• [VORGEGEBENER TEXT]:
Introduction
Introduction Statistics Contact Development Disclaimer Help
# taz.de -- #MeToo-Debatte: Nach dem Shitstorm
> An der Kunsthochschule für Medien in Köln prallen die Netzdebatte #MeToo
> und die Sehnsucht nach Eindeutigkeit auf die Vielschichtigkeit der
> Realität. Der der sexuellen Belästigung beschuldigte Gebhard Henke ist
> juristisch unschuldig und sozial tot.
Bild: #MeToo-Porträt aus drei Köpfen: Ex-WDR-Redakteur Gebhard Henke und die …
Von SUSANNE LANG
Die Botschaft der Studierenden an Gebhard Henke ist unmissverständlich.
»Tritt zurück!«, steht in Großbuchstaben auf einem Streifen aus Pappe,
»hast doch echt genug Geld.« Darunter hängt ein Zettel: »Kein Sexismus,
kein Machtmissbrauch.« Die Parolen sind mit neon-pinkem und -gelbem Tesa an
eine Wand in der Kunsthochschule für Medien Köln (KHM) geklebt. Es ist
Mitte Oktober 2019, das Wintersemester hat gerade begonnen. Im Fachbereich
Film- und Fernsehen soll die erste Sitzung des Seminars KI – von Menschen,
Maschinen und MenschenMaschinen – wer programmiert hier wen? stattfinden.
Dozent: Professor Gebhard Henke. Etwa zwölf Studierende haben sich vor dem
Seminarraum versammelt, wie Anwesende berichten, um gegen diesen Henke zu
protestieren.
Seit 2001 ist Henke, 64, nebenberuflicher Professor an der KHM mit dem
Fachgebiet »Kreative Produktion/Redaktion«. Bis April 2018 leitete Henke
beim WDR den Programmbereich Fernsehfilm, Kino und Serie. Dann nimmt seine
Karriere ein jähes Ende: Aufgrund von Hinweisen auf Vorwürfe wegen
sexueller Belästigung und Machtmissbrauchs stellt ihn der WDR frei, die
Kündigung folgt. Im Juli 2018 einigen sich Henke und der WDR in einem
Vergleich auf die Aufhebung seines Arbeitsverhältnisses. Zu einem Prozess
kommt es nicht. An der KHM bleibt Henke Professor, dort werden keine
Vorwürfe gegen ihn erhoben. Für etliche an der Hochschule bleibt das
trotzdem ein Skandal. Sie fordern den Rücktritt, der sei »unvermeidlich«
und eine Frage des Anstands.

• [AUFGABE 1]: Welche Zeilen der Einträge enthalten die Zeichenfolge „navy“? Gib jede dieser Zeilen zurück, wobei Groß- und Kleinschreibung zählt.
Die Einträge stehen in keinem Zusammenhang mit dem Text.

• [DIE DATEN]:
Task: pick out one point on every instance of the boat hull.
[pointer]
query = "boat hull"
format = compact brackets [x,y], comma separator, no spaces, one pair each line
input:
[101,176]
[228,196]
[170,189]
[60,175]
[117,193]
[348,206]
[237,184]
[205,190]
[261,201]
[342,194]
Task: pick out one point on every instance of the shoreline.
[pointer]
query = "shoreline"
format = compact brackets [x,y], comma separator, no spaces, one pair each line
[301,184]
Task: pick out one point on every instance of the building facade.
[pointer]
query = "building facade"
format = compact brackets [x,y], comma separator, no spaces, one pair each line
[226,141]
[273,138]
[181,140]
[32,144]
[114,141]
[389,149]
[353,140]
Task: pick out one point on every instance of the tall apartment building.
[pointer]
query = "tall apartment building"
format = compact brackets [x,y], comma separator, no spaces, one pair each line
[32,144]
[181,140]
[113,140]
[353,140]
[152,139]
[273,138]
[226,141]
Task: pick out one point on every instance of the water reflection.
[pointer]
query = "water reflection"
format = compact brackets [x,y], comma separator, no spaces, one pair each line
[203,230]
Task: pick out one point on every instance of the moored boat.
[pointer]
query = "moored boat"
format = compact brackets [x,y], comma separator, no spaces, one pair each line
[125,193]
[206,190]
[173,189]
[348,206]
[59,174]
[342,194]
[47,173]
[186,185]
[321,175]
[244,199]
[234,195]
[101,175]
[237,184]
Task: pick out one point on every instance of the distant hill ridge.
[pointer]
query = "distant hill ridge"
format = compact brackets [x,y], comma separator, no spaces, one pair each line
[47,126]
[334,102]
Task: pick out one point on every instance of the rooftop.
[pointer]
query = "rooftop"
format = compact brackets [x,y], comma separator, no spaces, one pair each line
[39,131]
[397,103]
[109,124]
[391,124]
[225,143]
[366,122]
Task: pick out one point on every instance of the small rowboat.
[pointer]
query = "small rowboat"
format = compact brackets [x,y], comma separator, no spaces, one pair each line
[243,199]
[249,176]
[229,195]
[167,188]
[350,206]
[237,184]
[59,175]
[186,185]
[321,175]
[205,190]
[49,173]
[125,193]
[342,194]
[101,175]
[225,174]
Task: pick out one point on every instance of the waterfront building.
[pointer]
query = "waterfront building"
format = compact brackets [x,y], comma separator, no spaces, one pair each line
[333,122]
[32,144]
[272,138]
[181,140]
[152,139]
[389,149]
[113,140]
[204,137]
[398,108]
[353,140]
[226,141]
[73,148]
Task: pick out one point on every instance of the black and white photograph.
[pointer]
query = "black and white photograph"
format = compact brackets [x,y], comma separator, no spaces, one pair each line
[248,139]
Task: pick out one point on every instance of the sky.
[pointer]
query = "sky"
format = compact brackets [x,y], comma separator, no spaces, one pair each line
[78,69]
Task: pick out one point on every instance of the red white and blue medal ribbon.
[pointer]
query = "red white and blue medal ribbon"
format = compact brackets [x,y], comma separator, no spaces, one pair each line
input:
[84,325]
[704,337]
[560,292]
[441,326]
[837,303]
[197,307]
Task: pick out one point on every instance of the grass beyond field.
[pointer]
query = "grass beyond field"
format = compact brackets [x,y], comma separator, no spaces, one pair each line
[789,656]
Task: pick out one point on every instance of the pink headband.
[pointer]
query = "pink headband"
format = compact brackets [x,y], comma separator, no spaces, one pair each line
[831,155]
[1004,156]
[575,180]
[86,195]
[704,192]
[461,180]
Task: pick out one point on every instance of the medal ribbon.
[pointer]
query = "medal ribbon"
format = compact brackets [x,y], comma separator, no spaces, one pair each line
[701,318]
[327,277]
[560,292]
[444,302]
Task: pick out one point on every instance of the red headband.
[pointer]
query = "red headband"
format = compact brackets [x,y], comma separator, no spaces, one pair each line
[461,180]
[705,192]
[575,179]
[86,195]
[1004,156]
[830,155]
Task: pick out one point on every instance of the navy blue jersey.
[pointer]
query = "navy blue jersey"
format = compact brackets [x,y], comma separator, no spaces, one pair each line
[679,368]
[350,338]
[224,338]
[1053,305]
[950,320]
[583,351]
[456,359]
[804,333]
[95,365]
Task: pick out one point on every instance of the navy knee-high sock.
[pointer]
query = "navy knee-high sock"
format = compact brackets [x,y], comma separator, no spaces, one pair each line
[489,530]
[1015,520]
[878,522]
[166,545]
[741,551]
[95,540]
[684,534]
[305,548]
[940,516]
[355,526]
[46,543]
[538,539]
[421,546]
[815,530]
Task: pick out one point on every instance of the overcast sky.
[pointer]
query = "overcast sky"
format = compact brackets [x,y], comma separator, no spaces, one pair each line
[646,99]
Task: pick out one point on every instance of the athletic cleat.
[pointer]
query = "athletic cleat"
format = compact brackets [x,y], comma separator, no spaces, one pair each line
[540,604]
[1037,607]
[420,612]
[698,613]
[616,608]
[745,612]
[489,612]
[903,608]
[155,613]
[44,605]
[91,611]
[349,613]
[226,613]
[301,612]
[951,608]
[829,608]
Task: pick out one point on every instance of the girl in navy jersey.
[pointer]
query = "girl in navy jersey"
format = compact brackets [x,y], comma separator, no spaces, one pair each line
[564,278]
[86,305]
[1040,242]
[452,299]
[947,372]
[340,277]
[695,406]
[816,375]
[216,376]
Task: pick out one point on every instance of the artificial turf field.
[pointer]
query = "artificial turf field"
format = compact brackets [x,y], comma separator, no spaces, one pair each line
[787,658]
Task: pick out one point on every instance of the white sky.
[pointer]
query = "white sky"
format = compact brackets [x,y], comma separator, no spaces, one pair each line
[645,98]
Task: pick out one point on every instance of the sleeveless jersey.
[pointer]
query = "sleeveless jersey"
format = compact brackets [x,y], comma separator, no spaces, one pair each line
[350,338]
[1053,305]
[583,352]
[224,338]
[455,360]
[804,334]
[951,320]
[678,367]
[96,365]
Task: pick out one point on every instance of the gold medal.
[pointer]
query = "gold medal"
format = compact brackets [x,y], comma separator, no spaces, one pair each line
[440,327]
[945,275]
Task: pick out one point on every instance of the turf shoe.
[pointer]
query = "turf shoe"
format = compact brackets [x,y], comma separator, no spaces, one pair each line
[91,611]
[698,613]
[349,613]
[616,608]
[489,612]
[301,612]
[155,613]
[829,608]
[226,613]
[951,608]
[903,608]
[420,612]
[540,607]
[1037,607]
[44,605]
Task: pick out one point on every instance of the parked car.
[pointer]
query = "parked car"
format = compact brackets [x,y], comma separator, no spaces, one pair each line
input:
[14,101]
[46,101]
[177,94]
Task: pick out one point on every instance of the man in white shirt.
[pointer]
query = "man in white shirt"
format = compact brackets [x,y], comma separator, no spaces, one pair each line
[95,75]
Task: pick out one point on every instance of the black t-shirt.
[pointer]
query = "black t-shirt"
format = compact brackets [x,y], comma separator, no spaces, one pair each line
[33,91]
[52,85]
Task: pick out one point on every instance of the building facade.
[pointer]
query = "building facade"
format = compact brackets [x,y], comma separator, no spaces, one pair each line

• [AUFGABE 2]:
Beantworte kurz diese Fragen zum Text über Gebhard Henke:
(a) Seit welchem Jahr ist Henke nebenberuflicher Professor an der KHM?
(b) Wie viele Studierende haben sich vor dem Seminarraum versammelt?
(c) Worauf einigten sich Henke und der WDR im Juli 2018?

• [ANTWORT 1]:
Task: pick out one point on every instance of the navy blue jersey.
query = "navy blue jersey"
Task: pick out one point on every instance of the navy knee-high sock.
query = "navy knee-high sock"
Task: pick out one point on every instance of the girl in navy jersey.
query = "girl in navy jersey"

• [ANTWORT 2]:
(a) Seit 2001.
(b) Etwa zwölf.
(c) In einem Vergleich auf die Aufhebung seines Arbeitsverhältnisses.